start The data

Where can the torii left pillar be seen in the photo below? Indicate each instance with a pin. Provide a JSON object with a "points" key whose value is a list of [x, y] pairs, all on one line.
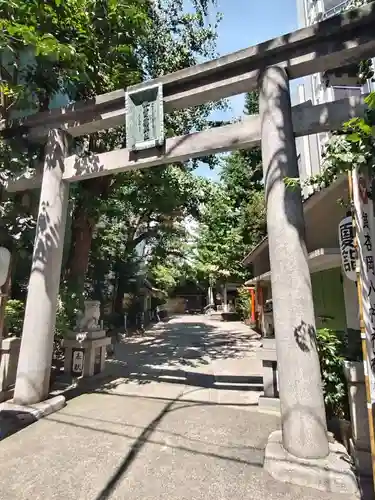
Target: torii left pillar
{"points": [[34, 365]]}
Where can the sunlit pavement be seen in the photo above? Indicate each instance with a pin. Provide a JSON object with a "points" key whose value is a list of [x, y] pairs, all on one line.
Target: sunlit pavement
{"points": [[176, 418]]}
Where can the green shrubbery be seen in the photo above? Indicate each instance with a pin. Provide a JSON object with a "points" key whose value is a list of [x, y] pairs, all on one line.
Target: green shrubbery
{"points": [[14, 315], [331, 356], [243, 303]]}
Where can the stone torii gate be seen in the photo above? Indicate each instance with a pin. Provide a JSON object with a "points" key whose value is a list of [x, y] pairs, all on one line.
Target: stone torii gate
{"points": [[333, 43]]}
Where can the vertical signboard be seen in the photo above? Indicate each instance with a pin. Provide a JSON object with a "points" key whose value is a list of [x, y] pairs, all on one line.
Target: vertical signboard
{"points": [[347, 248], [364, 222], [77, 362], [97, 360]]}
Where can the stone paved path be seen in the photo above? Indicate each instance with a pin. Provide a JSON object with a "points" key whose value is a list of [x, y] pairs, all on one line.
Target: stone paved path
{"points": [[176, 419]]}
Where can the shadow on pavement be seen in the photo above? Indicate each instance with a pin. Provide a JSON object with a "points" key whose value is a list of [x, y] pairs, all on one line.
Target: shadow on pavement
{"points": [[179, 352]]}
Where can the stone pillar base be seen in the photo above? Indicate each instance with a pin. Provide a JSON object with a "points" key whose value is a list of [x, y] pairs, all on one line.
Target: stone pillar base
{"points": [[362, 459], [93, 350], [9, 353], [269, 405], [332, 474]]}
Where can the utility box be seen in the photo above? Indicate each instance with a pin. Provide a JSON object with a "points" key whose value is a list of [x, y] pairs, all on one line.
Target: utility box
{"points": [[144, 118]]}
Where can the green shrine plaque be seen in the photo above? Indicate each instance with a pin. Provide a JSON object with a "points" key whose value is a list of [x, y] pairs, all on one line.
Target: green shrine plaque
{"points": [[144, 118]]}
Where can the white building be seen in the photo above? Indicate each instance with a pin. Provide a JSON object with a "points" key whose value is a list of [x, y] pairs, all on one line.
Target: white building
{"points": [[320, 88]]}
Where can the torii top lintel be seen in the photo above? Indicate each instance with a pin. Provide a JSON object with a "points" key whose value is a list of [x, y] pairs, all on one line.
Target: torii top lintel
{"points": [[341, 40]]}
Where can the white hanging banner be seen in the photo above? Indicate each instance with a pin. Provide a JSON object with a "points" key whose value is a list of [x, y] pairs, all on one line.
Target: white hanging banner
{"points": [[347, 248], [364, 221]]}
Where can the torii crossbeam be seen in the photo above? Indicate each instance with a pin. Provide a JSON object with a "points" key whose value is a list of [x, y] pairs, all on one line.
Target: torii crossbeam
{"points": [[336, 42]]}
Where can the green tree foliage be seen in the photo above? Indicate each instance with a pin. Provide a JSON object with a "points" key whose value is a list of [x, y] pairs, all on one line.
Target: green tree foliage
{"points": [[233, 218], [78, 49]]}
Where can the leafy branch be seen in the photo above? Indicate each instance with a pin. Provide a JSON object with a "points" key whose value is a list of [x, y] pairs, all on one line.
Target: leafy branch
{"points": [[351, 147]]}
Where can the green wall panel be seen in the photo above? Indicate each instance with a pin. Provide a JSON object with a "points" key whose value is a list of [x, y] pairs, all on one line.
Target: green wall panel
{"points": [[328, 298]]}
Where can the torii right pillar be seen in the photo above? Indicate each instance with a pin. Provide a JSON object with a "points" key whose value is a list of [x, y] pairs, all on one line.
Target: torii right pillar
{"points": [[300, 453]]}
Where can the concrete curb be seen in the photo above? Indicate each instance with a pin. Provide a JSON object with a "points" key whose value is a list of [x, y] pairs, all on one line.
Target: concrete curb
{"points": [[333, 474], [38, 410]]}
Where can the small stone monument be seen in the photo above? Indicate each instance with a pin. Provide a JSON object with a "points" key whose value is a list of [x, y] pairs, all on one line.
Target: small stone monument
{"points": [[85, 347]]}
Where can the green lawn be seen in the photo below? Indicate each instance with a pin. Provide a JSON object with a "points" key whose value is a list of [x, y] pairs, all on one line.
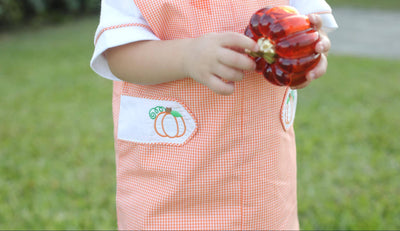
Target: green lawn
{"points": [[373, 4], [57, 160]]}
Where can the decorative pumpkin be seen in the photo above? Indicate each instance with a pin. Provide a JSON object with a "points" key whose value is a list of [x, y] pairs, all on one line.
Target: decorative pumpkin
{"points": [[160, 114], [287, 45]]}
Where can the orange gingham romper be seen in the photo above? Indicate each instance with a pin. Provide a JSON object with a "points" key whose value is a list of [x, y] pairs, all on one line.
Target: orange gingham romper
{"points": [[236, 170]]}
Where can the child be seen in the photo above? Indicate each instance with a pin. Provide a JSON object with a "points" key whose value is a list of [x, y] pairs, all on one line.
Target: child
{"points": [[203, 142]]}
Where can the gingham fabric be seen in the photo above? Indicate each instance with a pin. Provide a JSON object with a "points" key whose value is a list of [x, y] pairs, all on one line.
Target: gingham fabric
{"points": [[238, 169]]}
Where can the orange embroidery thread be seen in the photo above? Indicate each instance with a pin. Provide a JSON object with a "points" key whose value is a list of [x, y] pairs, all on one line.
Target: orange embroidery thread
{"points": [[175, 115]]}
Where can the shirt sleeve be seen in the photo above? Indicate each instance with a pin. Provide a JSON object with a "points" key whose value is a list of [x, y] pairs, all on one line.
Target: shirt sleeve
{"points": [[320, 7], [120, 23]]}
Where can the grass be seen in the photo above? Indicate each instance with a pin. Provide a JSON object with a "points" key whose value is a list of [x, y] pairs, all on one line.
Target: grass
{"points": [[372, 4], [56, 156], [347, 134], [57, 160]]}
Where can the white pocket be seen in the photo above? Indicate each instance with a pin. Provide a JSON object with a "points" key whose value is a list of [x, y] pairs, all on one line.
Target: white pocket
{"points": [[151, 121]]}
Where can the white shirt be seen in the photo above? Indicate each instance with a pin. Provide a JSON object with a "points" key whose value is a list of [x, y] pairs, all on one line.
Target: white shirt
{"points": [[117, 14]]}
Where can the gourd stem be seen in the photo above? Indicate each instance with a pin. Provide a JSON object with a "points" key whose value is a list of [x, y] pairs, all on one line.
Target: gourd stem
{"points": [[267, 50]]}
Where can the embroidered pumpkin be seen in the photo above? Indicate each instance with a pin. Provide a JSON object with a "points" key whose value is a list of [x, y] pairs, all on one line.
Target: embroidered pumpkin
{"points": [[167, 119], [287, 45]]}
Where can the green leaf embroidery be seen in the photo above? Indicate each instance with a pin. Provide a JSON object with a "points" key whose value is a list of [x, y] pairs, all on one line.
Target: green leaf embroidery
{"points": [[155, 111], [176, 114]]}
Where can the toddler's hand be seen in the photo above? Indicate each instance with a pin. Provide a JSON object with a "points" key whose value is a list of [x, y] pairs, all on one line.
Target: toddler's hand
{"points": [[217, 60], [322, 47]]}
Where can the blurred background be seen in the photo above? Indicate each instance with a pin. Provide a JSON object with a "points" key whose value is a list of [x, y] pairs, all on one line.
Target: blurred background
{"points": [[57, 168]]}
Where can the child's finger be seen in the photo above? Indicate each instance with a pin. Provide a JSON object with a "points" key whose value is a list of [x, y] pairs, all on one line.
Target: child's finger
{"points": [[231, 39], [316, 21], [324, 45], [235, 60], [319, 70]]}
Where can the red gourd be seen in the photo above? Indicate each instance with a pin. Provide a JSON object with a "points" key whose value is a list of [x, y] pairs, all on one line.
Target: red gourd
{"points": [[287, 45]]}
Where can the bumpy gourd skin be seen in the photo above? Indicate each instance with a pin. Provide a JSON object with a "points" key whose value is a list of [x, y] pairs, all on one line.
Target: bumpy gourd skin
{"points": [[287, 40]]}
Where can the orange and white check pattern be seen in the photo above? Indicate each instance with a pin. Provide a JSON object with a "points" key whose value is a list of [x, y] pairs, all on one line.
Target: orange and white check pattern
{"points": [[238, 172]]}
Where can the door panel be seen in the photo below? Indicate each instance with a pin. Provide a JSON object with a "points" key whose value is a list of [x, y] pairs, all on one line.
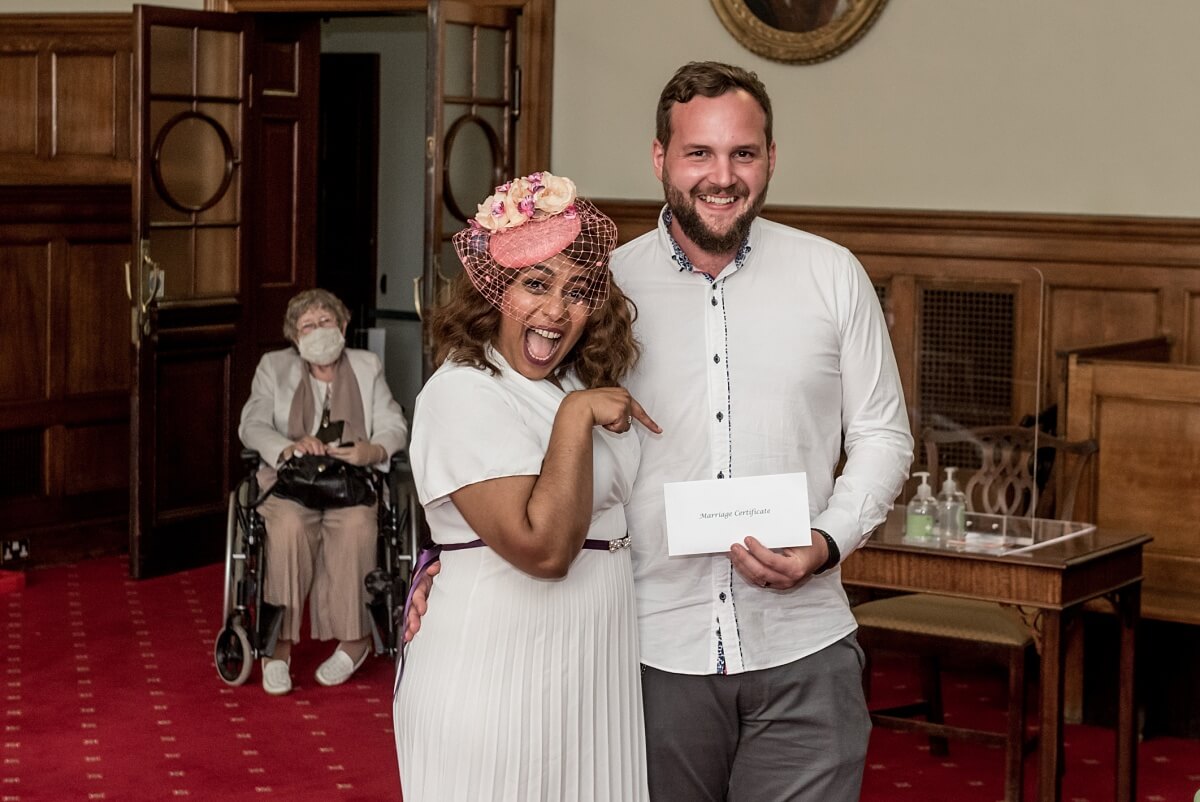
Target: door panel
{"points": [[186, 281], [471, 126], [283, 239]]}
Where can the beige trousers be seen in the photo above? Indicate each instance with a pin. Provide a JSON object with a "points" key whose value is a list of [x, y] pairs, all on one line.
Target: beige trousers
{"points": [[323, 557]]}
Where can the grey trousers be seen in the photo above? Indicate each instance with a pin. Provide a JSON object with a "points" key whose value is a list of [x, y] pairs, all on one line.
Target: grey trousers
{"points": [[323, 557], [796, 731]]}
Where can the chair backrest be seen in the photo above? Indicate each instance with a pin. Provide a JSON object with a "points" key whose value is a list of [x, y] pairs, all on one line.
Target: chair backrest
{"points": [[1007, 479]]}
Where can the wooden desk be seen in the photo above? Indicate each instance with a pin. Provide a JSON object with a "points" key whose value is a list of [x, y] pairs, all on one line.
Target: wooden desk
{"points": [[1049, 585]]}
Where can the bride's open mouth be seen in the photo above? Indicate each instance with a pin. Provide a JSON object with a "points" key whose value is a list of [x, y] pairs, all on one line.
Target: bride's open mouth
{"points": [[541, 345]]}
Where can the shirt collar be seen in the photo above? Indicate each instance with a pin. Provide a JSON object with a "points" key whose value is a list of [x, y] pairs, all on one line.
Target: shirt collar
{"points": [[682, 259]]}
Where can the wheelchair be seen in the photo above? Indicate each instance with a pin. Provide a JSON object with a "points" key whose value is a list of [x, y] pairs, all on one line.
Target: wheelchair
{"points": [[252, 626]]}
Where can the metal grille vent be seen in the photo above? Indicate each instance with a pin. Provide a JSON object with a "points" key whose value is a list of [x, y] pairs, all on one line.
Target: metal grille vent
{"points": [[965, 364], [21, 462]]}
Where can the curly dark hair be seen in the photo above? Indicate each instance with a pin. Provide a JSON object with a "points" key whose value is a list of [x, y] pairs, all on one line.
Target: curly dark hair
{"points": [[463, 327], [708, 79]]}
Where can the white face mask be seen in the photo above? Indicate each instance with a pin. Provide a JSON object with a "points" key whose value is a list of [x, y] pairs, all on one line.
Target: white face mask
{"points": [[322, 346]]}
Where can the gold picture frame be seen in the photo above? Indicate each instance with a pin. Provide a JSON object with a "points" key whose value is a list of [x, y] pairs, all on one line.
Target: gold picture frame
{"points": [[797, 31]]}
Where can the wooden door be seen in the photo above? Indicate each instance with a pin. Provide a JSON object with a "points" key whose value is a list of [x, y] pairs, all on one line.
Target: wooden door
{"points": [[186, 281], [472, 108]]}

end The data

#### Given task:
Starting with the line that contains "Where can the curly" and continuing through the end of the data above, put every line into a JSON list of strings, one string per line, with blank lines omitted.

#### Response to the task:
[
  "Where can the curly dark hair be seen in the photo above? Indicate each instance with a pin. Provide a JSON object with a \"points\" key whose value is a list of [x, y] pairs, all on one line.",
  "Target: curly dark hair",
  "{\"points\": [[463, 327], [708, 79]]}",
  "Where can the white face mask be seen in the photo above? Indicate each instance with a pin. Provide a JSON object with a \"points\" key whose value is a list of [x, y] pairs, all on one line.",
  "Target: white face mask",
  "{\"points\": [[322, 346]]}",
  "Where can the gold picture frame be seen in the photo above? Indicate each instance with a pin. Provide a JSON object with a \"points\" key whose value is a list of [x, y] pairs, all on one line.",
  "Target: gold picture frame",
  "{\"points\": [[797, 31]]}",
  "Where can the wooden door be seen in the photo above? Indicate each instance with a pin. Provide a JSON object with a \"points\" key whose value is a list of [x, y] pairs, all on one line.",
  "Target: wooden door",
  "{\"points\": [[186, 281], [472, 108]]}"
]